-- Task goal --
The mailing-list post on synthesizer vibrato criticizes randomizing the quantization of drum machines to add a human touch. What reason does the post give for this objection?

--- START OF Reading text ---

[sdiy] harmonics & vibrato
jhaible at debitel.net
jhaible at debitel.net
Wed Dec 18 18:41:28 CET 2002
Very good points.
Randomizing Vibrato is a good start (The Yamaha VL7 has this), but I think
it's not enough.
"Random" functions are much overused / misused in music, IMO.
Randomize the pitch of individual notes on a (DCO or VA) Polysynth?
As if the voice allocation of a polysynth would work like random!
Randomize the quantisation of drum machines to get a human touch ?
As if a good drummer would play around the beat at random!
(sorry for the rant.)
Back to vibrato, I think what we need is a good control of the player
on both, vibrato depth and vibrato rate. Routing both, vibrato depth
and a tiny amount of vibrato speed to aftertouch is helpful. But
vibrato depth and speed being linked too much isn't perfect either.
Initial vibrato amount on a mod wheel, and then additional depth and
rate on Aftertouch might be better.
Another thing to experiment: LFO with DC offset, depth (including the
offset part) thru a VCA, controlled by Aftertouch, and then AC-coupled
before it goes to the VCO. Thus a rather slowly varying force from
your fingertips will be superposed to the LFO's wave.

--- END OF Reading text ---
--- START OF Data listing ---

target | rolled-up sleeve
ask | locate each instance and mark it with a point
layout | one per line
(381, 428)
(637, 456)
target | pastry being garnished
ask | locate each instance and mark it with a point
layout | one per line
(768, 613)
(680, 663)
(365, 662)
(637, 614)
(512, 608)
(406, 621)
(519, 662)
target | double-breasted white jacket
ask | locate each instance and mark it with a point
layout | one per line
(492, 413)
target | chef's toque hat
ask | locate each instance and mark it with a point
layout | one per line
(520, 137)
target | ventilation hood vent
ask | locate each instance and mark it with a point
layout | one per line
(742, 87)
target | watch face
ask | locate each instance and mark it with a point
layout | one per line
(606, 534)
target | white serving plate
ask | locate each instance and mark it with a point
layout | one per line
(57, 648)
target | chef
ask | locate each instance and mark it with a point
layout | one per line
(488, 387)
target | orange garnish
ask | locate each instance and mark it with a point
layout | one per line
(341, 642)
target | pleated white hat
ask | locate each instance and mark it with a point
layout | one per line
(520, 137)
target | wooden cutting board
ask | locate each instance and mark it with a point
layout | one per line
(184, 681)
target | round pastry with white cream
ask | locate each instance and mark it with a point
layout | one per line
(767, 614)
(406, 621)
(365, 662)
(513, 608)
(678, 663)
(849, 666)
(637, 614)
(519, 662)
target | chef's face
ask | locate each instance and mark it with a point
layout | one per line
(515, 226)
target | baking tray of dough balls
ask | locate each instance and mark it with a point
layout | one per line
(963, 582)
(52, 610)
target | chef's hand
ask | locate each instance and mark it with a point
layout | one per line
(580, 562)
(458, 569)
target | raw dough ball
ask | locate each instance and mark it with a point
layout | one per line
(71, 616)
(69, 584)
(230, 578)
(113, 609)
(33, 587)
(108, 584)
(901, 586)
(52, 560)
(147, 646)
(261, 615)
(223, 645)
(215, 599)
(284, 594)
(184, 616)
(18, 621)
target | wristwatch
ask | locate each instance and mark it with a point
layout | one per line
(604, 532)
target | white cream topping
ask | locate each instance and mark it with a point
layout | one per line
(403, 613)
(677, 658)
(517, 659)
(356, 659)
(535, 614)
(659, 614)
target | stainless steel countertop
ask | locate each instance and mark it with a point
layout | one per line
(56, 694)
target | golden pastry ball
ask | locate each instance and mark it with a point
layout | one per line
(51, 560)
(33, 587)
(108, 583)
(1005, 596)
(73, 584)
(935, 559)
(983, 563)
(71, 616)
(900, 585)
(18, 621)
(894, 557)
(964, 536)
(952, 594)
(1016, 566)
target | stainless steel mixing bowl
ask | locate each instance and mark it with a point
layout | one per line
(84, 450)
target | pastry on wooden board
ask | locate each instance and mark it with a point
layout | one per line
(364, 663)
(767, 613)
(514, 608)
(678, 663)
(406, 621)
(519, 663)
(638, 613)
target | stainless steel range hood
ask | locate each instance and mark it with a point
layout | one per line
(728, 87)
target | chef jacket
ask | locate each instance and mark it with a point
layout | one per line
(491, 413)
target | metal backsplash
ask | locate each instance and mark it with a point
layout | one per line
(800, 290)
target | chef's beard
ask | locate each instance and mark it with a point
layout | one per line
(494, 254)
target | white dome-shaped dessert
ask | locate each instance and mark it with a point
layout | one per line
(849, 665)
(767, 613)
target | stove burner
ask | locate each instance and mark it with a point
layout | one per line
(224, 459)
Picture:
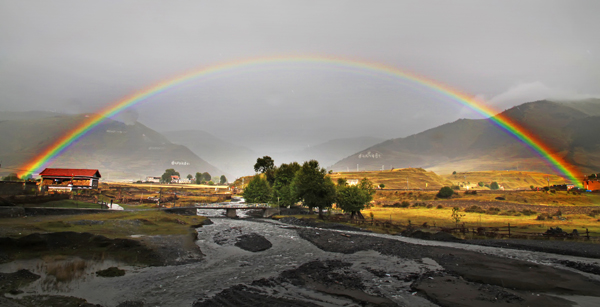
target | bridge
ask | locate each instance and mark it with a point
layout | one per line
(231, 208)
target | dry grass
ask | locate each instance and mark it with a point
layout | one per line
(110, 224)
(508, 179)
(396, 179)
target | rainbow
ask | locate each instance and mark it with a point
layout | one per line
(335, 63)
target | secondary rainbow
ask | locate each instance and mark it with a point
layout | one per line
(335, 63)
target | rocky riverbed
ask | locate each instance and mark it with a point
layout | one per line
(264, 262)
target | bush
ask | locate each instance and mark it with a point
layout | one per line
(594, 212)
(528, 212)
(475, 209)
(543, 217)
(445, 192)
(493, 211)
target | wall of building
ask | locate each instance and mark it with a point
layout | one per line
(593, 185)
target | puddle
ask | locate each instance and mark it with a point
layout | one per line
(60, 274)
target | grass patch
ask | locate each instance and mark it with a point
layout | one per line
(110, 224)
(66, 203)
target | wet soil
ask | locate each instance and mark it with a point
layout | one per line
(561, 247)
(11, 282)
(85, 245)
(253, 242)
(473, 267)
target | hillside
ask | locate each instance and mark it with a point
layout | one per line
(234, 159)
(478, 145)
(118, 150)
(329, 152)
(397, 179)
(509, 179)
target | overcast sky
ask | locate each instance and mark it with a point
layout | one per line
(77, 56)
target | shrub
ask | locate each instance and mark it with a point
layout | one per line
(445, 192)
(594, 212)
(543, 217)
(493, 210)
(475, 209)
(528, 212)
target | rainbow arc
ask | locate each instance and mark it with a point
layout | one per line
(335, 63)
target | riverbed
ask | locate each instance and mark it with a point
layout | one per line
(313, 267)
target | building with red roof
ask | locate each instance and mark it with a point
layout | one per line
(68, 179)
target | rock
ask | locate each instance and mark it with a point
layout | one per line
(253, 242)
(111, 272)
(131, 304)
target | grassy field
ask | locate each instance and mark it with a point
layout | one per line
(66, 203)
(111, 224)
(397, 179)
(508, 179)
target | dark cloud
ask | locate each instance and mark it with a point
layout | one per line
(57, 53)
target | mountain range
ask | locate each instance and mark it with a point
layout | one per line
(119, 150)
(570, 129)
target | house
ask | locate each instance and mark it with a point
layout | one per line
(68, 179)
(153, 179)
(591, 184)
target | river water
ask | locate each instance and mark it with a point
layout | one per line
(226, 265)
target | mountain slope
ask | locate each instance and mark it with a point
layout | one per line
(329, 152)
(475, 145)
(118, 150)
(234, 159)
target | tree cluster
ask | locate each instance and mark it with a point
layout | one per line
(308, 183)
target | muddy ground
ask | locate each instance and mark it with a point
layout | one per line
(269, 263)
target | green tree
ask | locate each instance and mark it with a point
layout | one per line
(445, 192)
(367, 186)
(166, 177)
(257, 190)
(456, 215)
(352, 198)
(282, 192)
(312, 185)
(12, 177)
(266, 165)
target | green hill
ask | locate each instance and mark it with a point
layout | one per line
(478, 145)
(118, 150)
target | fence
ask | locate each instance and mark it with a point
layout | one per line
(507, 231)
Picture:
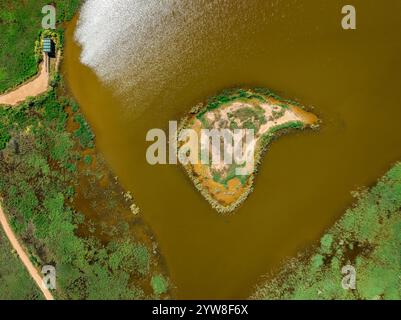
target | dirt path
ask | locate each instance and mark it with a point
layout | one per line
(34, 87)
(34, 273)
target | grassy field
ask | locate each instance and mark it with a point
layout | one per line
(367, 237)
(48, 169)
(15, 282)
(20, 23)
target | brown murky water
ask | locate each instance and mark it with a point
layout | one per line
(300, 51)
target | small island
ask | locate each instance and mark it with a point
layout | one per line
(259, 109)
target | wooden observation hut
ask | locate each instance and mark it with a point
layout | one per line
(48, 50)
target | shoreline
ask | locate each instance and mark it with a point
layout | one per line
(307, 120)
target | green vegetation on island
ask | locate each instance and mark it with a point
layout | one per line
(367, 237)
(258, 110)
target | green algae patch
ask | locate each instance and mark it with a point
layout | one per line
(367, 238)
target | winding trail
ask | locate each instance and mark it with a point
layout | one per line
(32, 88)
(36, 86)
(34, 273)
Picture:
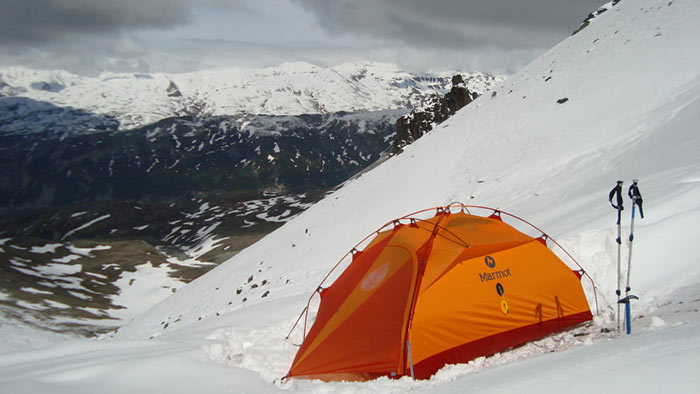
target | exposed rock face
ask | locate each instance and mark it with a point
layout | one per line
(414, 125)
(593, 15)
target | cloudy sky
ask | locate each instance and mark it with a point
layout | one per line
(89, 36)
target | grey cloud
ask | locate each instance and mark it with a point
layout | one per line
(455, 23)
(38, 22)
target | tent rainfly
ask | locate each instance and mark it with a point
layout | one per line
(428, 292)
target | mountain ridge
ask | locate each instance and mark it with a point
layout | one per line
(135, 100)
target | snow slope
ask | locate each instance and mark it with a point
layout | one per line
(632, 84)
(289, 89)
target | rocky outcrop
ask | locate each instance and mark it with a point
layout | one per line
(414, 125)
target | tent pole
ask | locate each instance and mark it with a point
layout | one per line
(410, 359)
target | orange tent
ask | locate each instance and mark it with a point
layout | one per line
(428, 292)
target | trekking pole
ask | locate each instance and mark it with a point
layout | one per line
(616, 192)
(636, 197)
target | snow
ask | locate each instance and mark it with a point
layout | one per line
(48, 248)
(35, 291)
(288, 89)
(630, 113)
(141, 289)
(84, 226)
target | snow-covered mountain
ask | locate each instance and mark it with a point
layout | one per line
(133, 100)
(618, 100)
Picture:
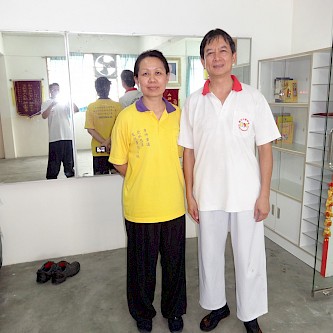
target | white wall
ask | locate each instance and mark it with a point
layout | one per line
(45, 219)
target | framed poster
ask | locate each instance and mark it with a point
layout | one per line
(175, 72)
(28, 97)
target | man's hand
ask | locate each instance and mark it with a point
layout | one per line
(192, 208)
(261, 209)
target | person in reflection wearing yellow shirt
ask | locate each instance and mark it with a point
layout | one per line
(100, 118)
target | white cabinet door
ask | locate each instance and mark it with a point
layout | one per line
(270, 220)
(288, 218)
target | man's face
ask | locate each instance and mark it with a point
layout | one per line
(54, 91)
(218, 58)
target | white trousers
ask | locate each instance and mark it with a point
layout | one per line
(248, 244)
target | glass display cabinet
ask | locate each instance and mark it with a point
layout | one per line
(297, 89)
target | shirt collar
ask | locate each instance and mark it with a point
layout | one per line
(237, 86)
(142, 108)
(131, 89)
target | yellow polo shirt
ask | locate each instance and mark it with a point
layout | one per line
(154, 185)
(101, 116)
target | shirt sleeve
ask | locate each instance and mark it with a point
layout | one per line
(89, 124)
(266, 129)
(120, 139)
(45, 105)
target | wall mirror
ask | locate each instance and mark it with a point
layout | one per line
(24, 137)
(75, 60)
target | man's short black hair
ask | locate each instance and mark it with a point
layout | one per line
(128, 77)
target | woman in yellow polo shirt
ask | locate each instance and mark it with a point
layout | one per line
(145, 151)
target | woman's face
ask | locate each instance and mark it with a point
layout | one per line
(152, 77)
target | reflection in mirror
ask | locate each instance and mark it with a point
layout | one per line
(27, 61)
(41, 57)
(92, 56)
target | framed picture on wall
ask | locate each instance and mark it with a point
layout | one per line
(175, 72)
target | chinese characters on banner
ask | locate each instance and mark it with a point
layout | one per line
(28, 97)
(171, 95)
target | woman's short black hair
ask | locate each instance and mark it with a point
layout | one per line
(214, 34)
(153, 54)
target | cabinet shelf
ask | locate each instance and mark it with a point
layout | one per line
(314, 220)
(289, 105)
(313, 235)
(292, 148)
(326, 178)
(320, 164)
(320, 194)
(301, 173)
(288, 188)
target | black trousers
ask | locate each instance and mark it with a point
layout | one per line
(102, 166)
(60, 152)
(145, 242)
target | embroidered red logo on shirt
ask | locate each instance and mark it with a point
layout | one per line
(243, 124)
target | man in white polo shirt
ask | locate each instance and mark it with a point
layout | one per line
(227, 188)
(58, 114)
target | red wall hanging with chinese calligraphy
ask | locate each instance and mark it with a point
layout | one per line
(28, 97)
(171, 95)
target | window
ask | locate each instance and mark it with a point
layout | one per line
(84, 70)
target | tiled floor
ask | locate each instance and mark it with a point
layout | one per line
(95, 299)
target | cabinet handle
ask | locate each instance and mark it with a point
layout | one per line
(329, 155)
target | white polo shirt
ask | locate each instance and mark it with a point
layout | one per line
(223, 136)
(59, 121)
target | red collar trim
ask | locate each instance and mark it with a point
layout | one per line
(237, 86)
(131, 89)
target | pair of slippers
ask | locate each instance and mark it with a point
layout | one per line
(58, 272)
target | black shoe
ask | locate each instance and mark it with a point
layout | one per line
(209, 322)
(44, 274)
(144, 325)
(64, 270)
(175, 324)
(252, 326)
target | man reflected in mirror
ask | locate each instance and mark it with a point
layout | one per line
(100, 118)
(132, 94)
(58, 114)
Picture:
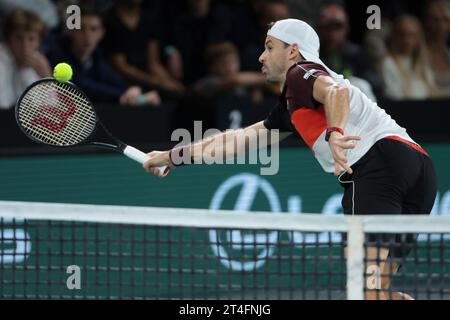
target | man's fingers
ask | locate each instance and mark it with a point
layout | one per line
(337, 169)
(345, 166)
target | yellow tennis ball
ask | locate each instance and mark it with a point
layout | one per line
(63, 72)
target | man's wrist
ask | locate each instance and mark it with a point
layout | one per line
(331, 130)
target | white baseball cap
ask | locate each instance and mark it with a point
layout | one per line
(295, 31)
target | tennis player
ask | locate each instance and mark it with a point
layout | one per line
(381, 168)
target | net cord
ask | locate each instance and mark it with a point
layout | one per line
(354, 226)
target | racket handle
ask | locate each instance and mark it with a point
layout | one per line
(142, 157)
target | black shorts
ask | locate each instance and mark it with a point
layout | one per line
(393, 177)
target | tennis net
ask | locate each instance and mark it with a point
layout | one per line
(68, 251)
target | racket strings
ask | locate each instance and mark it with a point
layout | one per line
(56, 114)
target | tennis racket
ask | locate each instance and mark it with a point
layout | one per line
(61, 115)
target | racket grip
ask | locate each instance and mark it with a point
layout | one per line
(141, 157)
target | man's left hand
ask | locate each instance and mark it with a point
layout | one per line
(338, 144)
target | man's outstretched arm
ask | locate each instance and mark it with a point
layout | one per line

--- END OF Data listing ---

-- Task answer --
The post objects because a good drummer does not play around the beat at random. Random timing therefore does not reproduce what a human drummer actually does.